• STATED EXERCISE 1
In the securities purchase agreement passage, what is the per-share purchase price for the Shares?

• SELECTED PASSAGE
####################

Emerging Growth Company
If an emerging growth company, indicate by check mark if the registrant has elected not to use the extended transition period for complying with any new or revised financial accounting standards provided pursuant to Section 13(a) of the Exchange Act. ☐
Item 1.01 Entry into a Material Definitive Agreement
Securities Purchase Agreement
On June 5, 2025, Know Labs, Inc., a Nevada corporation (the “Company”) entered into a Securities Purchase Agreement, dated as of the date thereof (the “Purchase Agreement”), with Goldeneye 1995 LLC, a Nevada limited liability company (the “Buyer”), whereby the Company has agreed to issue an amount of shares (the “Shares”) of the Company’s common stock, par value $0.001 per share (the “Common Stock”) to the Buyer in a private placement (the “Private Placement”) equal to the Purchase Price (as defined below) divided by the per Share purchase price of $0.335. The aggregate purchase price for the Shares to be purchased by the Buyer at the closing of the Private Placement (the “Closing”) is an amount equal to: (i) 1,000 Bitcoin plus (ii) a cash amount of no less than $12 million and up to $15 million (the “Purchase Price”).
The board of directors of the Company unanimously adopted and approved the Purchase Agreement and the transactions contemplated thereby, and, subject to the terms and conditions of the Purchase Agreement, resolved to recommend that the Company’s stockholders approve the Company Stockholder Matters (as defined below)

####################

• DATASET CONTENT
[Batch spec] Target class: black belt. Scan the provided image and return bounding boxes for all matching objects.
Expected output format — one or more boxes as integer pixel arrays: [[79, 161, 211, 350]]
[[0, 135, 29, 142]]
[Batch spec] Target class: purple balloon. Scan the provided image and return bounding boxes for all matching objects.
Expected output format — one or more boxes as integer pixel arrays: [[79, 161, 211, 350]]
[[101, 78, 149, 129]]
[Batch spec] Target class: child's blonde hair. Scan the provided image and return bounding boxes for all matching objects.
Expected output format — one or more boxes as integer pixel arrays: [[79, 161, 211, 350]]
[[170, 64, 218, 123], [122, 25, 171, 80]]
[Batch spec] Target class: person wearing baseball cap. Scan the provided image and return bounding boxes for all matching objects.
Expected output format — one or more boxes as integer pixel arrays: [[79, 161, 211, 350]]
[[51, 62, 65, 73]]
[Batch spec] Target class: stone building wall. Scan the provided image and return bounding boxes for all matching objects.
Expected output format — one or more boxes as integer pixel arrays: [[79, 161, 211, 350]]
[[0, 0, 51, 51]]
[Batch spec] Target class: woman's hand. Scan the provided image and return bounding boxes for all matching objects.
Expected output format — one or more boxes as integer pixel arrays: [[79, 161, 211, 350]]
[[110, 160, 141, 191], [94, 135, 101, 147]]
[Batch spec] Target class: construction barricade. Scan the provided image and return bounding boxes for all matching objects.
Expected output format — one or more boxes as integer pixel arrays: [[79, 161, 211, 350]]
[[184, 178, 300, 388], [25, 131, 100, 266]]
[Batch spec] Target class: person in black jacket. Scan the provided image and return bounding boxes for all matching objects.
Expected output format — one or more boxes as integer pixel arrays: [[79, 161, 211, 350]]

####################

• STATED EXERCISE 2
Please turn the entries, from the line containing "[Batch spec] Target class: person in" through the final line of the entries (both included), into a numbered list, leaving out blank lines.

• REPLY 1
$0.335

• REPLY 2
1. [Batch spec] Target class: person in black jacket. Scan the provided image and return bounding boxes for all matching objects.
2. Expected output format — one or more boxes as integer pixel arrays: [[79, 161, 211, 350]]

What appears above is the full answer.